● **Textauszug**:
====================

„Zur Vermittlung berechtigt aber nicht verpflichtet“: ist das ein sales agent? (OGH 26. 9. 2024)
Bisweilen findet sich in Verträgen der Passus, wonach der Vertriebspartner zur Vermittlung berechtigt ist. Ist das dann ein sales agent oder ist dazu eine Verpflichtung erforderlich?
Vertragliche Regelung
Der Vertriebspartnervertrag regelte, dass ein „Versicherungsmakler ermächtigt“ sei, Geschäfte zu vermitteln. Eine diesbezügliche Verpflichtung war nicht enthalten.
Bezeichnung nicht entscheidend
Zunächst ist festzuhalten, dass die Bezeichnung des Vertrags oder auch der Parteien als – hier „Makler“ – nicht entscheidend ist. Der Bezeichnung kommt allenfalls eine gewisse Indizwirkung zu. Die rechtliche Einordnung erfolgt aber in erster Linie nach dem Vertragsinhalt. Das gilt ganz allgemein und auch für die Frage, ob eine Tätigkeit als sales agent vorliegt. Insofern stellt sich diese Problematik auch hier.

====================

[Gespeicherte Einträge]

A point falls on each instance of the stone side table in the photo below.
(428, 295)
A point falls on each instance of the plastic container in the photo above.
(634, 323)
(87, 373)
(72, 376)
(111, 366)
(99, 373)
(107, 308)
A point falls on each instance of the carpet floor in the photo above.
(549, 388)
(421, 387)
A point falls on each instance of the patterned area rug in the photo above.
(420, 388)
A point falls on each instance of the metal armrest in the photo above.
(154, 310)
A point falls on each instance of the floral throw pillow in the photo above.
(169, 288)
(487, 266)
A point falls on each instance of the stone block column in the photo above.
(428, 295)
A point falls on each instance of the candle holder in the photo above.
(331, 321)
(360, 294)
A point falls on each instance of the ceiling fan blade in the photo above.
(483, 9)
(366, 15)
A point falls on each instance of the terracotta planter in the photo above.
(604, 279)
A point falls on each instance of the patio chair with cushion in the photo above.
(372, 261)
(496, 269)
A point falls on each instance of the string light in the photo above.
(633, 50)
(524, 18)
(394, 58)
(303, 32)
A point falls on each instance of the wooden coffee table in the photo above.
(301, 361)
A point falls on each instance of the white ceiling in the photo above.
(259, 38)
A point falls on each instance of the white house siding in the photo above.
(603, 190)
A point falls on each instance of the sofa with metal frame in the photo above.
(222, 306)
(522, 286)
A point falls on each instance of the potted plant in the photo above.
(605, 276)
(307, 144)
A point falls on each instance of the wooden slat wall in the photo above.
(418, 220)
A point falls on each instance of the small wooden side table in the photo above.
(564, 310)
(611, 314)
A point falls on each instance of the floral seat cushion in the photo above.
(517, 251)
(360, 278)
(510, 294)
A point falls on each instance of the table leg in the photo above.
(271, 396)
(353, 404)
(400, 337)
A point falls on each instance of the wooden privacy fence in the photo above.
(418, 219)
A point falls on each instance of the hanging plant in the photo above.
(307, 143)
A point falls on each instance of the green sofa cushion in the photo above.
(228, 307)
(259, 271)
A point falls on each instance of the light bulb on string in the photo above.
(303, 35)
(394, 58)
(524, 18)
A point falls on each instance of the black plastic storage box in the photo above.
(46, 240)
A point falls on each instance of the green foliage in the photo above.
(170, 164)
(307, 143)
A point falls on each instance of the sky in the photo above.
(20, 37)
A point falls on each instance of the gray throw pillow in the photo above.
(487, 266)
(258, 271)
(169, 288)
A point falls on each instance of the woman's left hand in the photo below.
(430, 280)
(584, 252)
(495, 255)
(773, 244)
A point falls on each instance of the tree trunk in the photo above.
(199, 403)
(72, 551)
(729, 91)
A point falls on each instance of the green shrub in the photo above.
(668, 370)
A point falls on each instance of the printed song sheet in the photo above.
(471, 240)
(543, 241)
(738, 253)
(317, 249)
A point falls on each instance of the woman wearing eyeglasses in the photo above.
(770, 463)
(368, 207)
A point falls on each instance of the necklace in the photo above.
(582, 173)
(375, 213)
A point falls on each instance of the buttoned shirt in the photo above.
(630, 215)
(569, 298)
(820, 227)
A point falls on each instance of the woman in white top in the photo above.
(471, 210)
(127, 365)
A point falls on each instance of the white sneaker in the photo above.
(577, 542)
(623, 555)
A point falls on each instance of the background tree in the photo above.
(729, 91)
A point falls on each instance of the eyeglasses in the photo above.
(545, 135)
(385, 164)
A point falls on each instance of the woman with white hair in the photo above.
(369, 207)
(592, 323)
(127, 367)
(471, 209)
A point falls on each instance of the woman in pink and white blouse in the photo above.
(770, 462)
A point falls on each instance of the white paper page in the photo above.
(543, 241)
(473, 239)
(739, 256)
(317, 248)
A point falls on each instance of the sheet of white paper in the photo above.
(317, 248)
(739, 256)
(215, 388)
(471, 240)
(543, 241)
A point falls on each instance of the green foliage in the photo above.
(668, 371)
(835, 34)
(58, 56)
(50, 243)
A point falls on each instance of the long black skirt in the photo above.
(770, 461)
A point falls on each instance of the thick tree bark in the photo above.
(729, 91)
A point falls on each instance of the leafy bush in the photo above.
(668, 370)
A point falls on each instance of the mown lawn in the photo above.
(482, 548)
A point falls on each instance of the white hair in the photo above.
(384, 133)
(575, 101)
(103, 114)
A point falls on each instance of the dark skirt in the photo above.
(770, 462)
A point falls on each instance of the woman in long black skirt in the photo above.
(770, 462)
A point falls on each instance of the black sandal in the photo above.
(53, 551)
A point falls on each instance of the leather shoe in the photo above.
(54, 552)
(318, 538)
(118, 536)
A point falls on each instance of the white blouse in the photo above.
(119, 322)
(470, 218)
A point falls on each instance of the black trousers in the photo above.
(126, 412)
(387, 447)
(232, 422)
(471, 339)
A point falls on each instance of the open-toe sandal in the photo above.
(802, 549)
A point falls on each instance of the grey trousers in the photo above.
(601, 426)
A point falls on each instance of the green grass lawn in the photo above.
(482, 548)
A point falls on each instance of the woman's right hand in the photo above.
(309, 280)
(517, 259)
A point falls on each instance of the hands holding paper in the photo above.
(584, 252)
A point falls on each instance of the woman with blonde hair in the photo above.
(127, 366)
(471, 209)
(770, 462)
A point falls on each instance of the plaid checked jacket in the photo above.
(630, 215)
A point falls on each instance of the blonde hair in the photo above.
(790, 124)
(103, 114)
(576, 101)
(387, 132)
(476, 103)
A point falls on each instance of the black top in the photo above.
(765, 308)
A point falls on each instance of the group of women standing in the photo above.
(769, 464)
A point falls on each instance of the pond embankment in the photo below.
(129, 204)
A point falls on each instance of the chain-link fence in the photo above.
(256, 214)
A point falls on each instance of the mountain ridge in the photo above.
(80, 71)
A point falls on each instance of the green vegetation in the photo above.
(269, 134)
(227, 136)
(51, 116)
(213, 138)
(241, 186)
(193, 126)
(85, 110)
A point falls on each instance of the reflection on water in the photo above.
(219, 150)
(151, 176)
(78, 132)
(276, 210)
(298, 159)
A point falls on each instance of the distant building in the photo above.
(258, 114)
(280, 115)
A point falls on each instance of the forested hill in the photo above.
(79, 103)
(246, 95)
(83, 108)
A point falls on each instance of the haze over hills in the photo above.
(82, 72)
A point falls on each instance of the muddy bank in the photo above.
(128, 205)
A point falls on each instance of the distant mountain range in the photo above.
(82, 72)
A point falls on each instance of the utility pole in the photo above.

====================

● **Aufgabe**:
Führen Sie den Beitrag über die OGH-Entscheidung vom 26. 9. 2024 im Anschluss an seinen letzten Satz weiter. Die Zeilen haben mit dem Beitrag über die OGH-Entscheidung vom 26. 9. 2024 nichts zu tun.

● **Erwartete Antwort**:
Ständige Betrauung
Eine Tätigkeit als sales agent setzt nach der gesetzlichen Definition eine ständige Betrauung voraus (§ 1 Handelsvertretergesetz – HVertrG). Das bedeutet nicht, dass der Agent im wahrsten Sinne des Wortes „ständig“ tätig sein müsse (eine solche Arbeitszeitvorgabe wäre mit seiner selbstständigen Stellung nicht in Einklang zu bringen). Auch dass eine Geschäftsverbindung auf Dauer angelegt ist (ersichtlich z.B. aus Kündigungsfristen oder der Ausgestaltung der Provisionsvereinbarung), ist für sich allein nicht entscheidend.
Ebenso wenig relevant ist eine faktisch gelebte Exklusivität. Im entschiedenen Fall hat der Vermittler ausschließlich für seinen Vertragspartner akquiriert. Der OGH hat betont, dass dies ja auf eine wirtschaftliche Entscheidung zurückgeht und nicht auf eine vertragliche Verpflichtung. Ob damit bei einer vertraglich vereinbarten Exklusivität anderes gelten würde, wird hier zwar angedeutet, bleibt aber zweifelhaft. Denn das Konkurrenzverbot ist Rechtsfolge eines Handelsvertretervertrags und keine Voraussetzung dafür. Es ist ja nicht zwingend zu beachten; es kann vereinbart werden, dass der Agent auch einen Konkurrenten vertritt.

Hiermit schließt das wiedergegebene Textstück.